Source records
-- Start --
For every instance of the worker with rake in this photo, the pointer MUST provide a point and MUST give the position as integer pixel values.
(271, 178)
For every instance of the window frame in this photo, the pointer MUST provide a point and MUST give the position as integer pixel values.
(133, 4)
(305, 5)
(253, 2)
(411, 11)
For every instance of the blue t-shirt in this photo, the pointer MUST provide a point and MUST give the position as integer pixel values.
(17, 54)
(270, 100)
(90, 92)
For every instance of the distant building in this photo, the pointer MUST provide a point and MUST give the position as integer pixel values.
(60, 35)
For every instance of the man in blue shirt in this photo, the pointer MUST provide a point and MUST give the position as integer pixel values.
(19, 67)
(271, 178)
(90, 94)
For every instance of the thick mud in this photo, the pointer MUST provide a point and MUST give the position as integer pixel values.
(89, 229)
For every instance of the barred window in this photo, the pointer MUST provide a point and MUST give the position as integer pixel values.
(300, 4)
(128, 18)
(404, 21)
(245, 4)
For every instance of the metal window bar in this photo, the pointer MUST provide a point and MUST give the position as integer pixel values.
-- End --
• [What the exercise asks]:
Could you write out the rows again, beginning with the line that contains "For every instance of the thick" and continuing through the last row, with the requests unchanged and every point coordinate resized by a factor of 1.1 and rounded to a whole number, halves rounded up?

• [Full response]:
For every instance of the thick mud in this photo, the pointer MUST provide a point and MUST give the position as integer pixel values.
(98, 252)
For every instance of the barred window in this photo, the pointer MUST provide a point and MUST give the position as integer pixel values.
(330, 4)
(141, 20)
(444, 23)
(270, 4)
For every instance of the metal window bar in this photo, the pointer MUST provide a point and MUST give the position as integer pixel values.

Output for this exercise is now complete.